16 Jan 2026 5 min read Cracking The Coding Interview Series

Cracking The Coding Interview Together – Problem 2.6: Palindrome

Checking whether a linked list is a palindrome sounds simple—until you’re asked to do it efficiently, explain your thought process, and justify every tradeoff. Let’s break it down the right way.

Photo by Juan Gomez jr / Unsplash

I hope you’re doing well and still enjoying this series. If you’ve been following along, you already know the drill by now. We don’t jump straight into code. We slow down, understand the problem, ask the right questions, and then build our solution step by step — exactly the way you’d do it sitting across an interviewer.

Today’s problem looks innocent at first glance. But as usual, there’s more hiding underneath.

Let’s get into it.

As always, we’ll follow the same structure that you would use in a real interview.

Understand the problem statement together
Ask any questions, that you would like to ask the interviewer
I would urge you to take your time here and try to come up with your own solution before going forward
Think how you would go about solving the problem(you would be talking out loud in front of the actual interviewer)
Write code and understand how it works and explain it to your interviewer

Problem statement

Palindrome: Implement a function to check if a linked list is a palindrome

Analyse the problem statement together

Before we think about code, let’s make sure we agree on what this means.

### Written exercise 1:
Answer from the post:
(a) What problem number does the post cover?
(b) Who is credited for the photo?
(c) What must the function in the problem statement check?

### Extracted entries:
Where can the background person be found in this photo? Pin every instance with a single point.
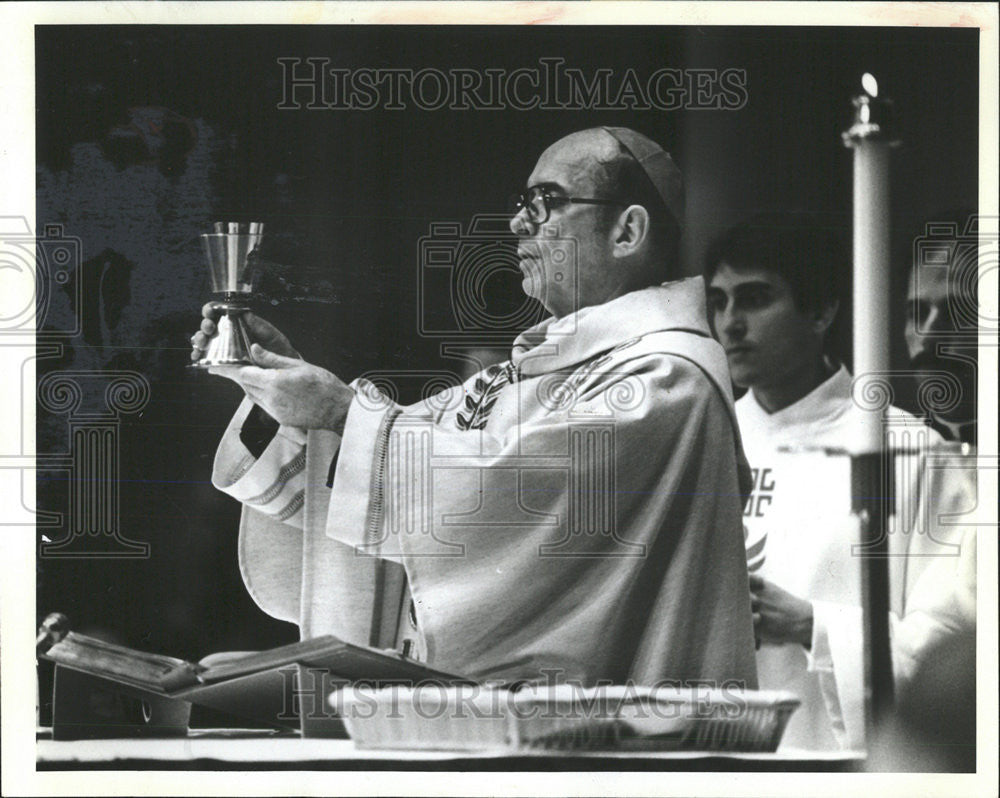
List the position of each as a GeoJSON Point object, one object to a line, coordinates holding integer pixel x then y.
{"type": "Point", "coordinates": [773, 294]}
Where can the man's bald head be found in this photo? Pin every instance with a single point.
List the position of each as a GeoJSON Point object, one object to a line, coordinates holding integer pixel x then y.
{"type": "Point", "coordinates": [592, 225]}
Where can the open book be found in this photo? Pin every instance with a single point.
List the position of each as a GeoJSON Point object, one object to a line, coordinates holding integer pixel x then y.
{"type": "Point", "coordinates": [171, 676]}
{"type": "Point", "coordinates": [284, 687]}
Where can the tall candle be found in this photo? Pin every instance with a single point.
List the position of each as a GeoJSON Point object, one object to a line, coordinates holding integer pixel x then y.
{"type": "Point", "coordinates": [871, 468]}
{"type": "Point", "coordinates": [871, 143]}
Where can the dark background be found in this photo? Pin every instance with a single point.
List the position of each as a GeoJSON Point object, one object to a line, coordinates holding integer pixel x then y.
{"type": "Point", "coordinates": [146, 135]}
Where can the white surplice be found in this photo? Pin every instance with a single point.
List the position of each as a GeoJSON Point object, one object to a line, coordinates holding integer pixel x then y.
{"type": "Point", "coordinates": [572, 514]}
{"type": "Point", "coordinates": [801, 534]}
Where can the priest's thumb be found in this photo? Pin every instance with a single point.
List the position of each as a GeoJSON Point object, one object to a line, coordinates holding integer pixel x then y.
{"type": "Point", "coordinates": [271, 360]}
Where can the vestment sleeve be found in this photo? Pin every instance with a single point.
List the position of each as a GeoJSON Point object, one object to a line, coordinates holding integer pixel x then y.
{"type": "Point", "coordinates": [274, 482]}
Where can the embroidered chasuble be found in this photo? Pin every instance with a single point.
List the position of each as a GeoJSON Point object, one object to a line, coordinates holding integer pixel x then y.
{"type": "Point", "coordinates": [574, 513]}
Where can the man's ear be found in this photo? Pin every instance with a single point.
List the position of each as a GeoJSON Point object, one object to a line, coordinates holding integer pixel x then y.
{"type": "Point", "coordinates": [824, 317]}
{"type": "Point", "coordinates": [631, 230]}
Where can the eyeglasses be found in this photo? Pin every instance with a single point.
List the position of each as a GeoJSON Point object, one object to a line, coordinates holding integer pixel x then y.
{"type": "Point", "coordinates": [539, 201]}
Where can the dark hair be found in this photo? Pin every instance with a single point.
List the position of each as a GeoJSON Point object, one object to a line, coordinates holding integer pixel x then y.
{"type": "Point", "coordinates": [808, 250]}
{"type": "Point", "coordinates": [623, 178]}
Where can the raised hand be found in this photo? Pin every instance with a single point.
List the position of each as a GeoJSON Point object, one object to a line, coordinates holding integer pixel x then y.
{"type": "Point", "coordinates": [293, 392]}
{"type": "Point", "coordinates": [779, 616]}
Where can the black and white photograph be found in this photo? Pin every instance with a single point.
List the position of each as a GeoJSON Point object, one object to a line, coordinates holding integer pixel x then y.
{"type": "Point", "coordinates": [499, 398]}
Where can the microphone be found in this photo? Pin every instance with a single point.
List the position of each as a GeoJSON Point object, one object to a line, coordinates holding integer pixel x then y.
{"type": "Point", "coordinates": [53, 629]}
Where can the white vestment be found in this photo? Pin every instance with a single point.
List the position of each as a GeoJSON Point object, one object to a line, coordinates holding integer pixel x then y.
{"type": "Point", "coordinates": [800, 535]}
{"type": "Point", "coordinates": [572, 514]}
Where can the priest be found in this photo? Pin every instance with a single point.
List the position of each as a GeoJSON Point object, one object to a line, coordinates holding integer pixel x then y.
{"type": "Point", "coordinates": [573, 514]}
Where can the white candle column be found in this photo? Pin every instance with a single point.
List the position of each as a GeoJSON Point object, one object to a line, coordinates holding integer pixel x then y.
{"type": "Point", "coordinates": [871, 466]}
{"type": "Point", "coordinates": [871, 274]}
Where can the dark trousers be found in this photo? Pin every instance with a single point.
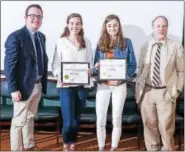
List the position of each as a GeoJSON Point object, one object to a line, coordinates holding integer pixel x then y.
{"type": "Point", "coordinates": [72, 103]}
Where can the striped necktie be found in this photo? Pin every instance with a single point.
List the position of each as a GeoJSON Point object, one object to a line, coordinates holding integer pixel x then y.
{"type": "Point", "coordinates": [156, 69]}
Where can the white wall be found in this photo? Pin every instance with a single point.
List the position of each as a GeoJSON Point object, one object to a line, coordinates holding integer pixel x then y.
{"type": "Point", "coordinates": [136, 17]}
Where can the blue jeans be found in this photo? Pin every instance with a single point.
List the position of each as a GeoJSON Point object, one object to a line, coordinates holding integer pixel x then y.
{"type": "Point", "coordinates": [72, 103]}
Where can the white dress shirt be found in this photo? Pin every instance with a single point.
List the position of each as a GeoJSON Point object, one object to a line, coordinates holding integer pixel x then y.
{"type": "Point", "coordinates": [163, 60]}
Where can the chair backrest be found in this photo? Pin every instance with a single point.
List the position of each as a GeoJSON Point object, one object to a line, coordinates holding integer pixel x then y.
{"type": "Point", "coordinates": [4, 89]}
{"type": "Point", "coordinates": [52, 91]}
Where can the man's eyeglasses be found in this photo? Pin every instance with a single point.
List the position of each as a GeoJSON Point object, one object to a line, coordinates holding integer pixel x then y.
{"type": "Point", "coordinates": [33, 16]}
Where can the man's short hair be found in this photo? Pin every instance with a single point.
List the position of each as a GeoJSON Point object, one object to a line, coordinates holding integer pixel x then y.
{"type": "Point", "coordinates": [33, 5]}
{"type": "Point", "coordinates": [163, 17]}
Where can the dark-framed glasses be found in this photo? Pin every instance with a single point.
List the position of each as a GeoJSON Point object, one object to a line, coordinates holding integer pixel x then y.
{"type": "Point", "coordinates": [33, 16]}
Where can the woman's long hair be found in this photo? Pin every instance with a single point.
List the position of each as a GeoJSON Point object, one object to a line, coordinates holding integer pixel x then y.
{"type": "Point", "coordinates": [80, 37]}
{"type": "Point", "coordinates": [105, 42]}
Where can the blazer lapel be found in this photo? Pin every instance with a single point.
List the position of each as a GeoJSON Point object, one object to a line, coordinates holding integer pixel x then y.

### Written exercise 2:
Find each line in the records that contains the word "candle" and copy those lines out.

### Exercise answer 1:
(a) Problem 2.6
(b) Juan Gomez jr / Unsplash
(c) Whether a linked list is a palindrome

### Exercise answer 2:
Where can the tall candle be found in this photo? Pin every instance with a single point.
Where can the white candle column be found in this photo? Pin every instance with a single point.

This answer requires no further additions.